Task statement –
Rewrite the lines starting at the one containing "output [[209, 552]]." and ending at the one containing "[[158, 526]]", replacing "listed category" with "named category" and leaving everything else unchanged.

Material shown –
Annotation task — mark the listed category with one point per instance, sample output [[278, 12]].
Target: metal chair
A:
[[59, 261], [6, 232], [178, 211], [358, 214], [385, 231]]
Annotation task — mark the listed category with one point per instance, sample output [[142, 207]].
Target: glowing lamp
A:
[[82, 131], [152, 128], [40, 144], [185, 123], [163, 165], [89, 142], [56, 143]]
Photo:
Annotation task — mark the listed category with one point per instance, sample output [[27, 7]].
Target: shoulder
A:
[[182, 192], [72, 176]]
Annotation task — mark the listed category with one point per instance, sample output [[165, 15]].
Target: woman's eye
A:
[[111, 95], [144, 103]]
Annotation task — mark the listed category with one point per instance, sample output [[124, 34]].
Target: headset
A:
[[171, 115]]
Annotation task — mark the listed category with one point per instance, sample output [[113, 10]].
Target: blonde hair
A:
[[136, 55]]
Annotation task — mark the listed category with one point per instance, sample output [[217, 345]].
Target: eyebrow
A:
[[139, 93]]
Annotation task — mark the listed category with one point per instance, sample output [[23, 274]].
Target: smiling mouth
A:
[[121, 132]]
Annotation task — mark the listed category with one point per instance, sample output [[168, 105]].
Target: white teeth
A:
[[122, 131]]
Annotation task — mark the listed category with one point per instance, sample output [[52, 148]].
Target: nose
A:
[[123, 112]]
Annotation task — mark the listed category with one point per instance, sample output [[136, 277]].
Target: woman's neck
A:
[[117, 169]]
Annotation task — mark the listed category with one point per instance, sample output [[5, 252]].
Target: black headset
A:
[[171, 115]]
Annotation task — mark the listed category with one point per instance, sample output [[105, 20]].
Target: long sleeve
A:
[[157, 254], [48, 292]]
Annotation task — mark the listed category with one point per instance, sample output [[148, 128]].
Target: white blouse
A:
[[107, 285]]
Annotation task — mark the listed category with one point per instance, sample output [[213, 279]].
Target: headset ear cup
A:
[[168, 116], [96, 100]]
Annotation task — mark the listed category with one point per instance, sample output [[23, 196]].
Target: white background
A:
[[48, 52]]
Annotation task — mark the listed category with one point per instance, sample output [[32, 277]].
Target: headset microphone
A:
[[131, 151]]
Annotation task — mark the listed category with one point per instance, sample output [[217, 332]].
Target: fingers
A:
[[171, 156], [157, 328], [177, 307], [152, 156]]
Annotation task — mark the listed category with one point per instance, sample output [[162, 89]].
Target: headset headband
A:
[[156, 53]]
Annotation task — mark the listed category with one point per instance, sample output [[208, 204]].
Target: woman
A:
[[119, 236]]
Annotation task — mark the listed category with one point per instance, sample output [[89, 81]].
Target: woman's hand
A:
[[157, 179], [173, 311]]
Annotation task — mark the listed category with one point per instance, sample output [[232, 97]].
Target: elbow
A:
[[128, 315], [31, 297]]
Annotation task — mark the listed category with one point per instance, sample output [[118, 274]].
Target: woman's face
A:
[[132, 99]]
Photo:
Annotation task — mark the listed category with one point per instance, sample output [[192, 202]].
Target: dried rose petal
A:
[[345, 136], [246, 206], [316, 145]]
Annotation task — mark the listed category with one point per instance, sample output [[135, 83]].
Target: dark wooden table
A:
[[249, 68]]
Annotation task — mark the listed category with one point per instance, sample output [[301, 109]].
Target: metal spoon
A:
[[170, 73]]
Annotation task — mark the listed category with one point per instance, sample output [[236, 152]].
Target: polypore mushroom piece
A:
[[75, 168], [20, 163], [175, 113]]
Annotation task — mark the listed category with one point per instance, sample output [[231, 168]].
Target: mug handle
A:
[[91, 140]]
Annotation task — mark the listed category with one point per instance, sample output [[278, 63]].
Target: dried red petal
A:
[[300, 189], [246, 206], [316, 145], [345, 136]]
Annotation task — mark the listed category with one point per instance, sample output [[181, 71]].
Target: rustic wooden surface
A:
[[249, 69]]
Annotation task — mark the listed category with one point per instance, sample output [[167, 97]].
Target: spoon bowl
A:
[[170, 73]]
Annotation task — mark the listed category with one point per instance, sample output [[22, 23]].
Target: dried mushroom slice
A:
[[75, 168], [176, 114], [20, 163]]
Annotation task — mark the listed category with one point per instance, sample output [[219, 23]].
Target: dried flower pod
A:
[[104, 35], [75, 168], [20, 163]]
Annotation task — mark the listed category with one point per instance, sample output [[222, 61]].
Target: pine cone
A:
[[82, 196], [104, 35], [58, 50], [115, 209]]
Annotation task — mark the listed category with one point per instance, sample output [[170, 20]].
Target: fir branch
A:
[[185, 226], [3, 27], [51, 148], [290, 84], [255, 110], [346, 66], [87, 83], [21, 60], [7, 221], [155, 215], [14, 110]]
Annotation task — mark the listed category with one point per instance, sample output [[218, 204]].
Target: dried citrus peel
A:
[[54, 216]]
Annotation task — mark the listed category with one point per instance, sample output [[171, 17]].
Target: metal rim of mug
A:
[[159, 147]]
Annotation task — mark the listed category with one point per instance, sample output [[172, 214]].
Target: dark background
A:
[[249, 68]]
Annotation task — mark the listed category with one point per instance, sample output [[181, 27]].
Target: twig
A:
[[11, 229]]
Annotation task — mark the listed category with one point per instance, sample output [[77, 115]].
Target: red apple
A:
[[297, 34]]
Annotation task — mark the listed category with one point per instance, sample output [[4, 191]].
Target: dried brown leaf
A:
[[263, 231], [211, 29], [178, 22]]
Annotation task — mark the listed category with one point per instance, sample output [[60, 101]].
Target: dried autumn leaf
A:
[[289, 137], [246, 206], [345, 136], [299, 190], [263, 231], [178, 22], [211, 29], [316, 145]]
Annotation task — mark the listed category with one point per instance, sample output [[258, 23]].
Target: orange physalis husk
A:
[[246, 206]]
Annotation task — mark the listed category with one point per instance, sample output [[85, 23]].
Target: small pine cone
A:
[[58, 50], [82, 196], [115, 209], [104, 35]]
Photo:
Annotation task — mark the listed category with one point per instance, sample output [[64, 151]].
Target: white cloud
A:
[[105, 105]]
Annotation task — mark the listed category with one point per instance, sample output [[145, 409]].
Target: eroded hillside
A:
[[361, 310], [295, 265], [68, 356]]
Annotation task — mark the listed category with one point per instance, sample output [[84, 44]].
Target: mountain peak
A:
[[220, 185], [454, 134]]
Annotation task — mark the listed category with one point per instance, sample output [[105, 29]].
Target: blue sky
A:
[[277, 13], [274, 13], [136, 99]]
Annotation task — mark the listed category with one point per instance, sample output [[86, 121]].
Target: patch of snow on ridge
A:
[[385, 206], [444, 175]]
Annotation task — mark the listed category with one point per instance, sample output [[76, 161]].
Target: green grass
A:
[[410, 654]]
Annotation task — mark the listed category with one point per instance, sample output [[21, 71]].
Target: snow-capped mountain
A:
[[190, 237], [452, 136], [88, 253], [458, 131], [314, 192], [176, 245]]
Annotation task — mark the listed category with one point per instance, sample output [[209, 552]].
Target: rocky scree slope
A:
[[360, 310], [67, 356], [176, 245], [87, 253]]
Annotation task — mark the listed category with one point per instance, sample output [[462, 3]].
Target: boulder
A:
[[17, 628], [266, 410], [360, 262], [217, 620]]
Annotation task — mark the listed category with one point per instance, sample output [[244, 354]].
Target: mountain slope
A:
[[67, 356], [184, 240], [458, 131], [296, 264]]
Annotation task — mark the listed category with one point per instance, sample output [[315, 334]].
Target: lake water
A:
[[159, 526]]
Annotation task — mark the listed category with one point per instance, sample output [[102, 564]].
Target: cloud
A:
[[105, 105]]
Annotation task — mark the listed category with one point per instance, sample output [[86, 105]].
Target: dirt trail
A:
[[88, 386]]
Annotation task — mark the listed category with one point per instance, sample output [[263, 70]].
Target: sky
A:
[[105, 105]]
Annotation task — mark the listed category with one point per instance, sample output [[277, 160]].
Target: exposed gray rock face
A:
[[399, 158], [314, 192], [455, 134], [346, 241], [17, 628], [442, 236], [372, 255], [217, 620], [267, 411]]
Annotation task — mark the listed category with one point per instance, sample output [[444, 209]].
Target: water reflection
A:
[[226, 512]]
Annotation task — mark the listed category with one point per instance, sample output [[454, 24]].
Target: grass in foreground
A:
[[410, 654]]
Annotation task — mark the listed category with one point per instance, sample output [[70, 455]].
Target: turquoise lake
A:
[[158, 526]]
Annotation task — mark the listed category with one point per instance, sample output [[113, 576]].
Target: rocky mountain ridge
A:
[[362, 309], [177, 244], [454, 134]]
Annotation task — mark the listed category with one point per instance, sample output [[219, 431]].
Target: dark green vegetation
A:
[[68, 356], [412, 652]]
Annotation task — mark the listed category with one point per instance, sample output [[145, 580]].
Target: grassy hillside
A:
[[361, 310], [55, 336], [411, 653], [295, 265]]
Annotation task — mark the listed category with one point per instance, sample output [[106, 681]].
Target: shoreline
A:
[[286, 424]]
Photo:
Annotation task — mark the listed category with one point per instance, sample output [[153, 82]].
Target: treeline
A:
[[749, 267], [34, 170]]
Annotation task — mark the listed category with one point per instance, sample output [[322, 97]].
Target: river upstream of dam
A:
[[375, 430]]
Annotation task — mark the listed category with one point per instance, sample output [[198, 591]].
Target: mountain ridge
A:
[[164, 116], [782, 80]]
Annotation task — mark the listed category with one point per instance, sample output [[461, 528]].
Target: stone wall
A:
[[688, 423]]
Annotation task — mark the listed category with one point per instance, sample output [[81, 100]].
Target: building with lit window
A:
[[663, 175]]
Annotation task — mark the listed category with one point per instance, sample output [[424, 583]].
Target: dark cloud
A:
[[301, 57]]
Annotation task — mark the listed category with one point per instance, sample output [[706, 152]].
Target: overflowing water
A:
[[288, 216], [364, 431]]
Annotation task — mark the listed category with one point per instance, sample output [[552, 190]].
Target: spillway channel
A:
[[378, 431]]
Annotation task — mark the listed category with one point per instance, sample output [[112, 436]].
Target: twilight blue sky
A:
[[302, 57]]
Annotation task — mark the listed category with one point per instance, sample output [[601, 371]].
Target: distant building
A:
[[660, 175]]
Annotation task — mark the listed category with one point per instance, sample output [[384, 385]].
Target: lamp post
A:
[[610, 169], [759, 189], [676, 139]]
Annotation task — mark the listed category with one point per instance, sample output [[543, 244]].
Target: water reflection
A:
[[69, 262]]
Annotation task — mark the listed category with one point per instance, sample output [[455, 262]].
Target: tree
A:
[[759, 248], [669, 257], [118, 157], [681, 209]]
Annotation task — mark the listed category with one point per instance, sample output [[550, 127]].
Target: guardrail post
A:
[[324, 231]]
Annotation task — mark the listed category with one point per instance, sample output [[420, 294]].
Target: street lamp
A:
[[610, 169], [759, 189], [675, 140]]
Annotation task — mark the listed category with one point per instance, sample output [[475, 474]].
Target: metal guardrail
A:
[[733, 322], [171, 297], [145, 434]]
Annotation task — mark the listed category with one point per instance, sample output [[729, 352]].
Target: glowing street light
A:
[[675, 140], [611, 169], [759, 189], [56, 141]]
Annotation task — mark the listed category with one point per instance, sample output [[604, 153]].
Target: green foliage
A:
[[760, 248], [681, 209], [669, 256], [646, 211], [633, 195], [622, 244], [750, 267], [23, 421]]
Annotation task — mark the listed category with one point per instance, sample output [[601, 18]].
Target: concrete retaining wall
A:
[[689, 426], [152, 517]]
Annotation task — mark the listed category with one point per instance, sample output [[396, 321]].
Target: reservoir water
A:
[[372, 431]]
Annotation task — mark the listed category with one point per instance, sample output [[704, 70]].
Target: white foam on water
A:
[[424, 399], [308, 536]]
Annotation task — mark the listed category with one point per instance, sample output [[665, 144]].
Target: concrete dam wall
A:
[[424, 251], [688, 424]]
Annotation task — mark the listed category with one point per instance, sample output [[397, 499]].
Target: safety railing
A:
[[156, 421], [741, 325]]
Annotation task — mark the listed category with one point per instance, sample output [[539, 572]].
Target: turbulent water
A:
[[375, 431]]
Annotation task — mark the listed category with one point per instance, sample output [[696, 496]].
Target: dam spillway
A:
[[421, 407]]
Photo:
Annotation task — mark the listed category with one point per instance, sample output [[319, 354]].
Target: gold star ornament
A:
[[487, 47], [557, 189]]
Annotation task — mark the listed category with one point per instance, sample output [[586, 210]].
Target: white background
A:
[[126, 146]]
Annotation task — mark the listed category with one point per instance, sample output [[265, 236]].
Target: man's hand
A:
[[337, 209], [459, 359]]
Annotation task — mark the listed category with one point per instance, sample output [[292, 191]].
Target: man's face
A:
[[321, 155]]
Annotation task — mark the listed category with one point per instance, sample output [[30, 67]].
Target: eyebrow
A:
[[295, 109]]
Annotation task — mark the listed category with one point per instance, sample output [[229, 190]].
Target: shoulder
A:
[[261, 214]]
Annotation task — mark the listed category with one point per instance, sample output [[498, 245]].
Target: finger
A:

Task answer –
Annotation task — mark the named category with one point per instance, sample output [[209, 552]].
Target: rocky scree slope
A:
[[360, 310], [67, 356], [176, 245], [87, 253]]
Annotation task — mark the named category with one point per instance, sample output [[462, 3]].
Target: boulder
A:
[[17, 628], [266, 410], [360, 262], [217, 620]]
Annotation task — mark the named category with one point per instance, sample output [[244, 354]].
Target: mountain slope
A:
[[67, 356], [184, 240], [458, 131], [296, 264]]
Annotation task — mark the named category with one point per instance, sample output [[315, 334]].
Target: lake water
A:
[[159, 526]]
Annotation task — mark the named category with one point per instance, sample output [[102, 564]].
Target: cloud
A:
[[105, 105]]
Annotation task — mark the named category with one point per instance, sample output [[86, 105]].
Target: dirt trail
A:
[[88, 386]]
Annotation task — mark the named category with one point per instance, sample output [[263, 70]].
Target: sky
A:
[[105, 105]]
Annotation task — mark the named category with one point per instance, sample output [[277, 160]].
Target: exposed gray rock face
A:
[[399, 158], [314, 192], [455, 134], [346, 241], [17, 628], [442, 236], [372, 255], [217, 620], [267, 411]]
Annotation task — mark the named category with one point per instance, sample output [[444, 209]].
Target: water reflection
A:
[[226, 512]]
Annotation task — mark the named category with one point per instance, sample output [[454, 24]].
Target: grass in foreground
A:
[[410, 654]]
Annotation task — mark the named category with one point per instance, sample output [[70, 455]].
Target: turquoise lake
A:
[[158, 526]]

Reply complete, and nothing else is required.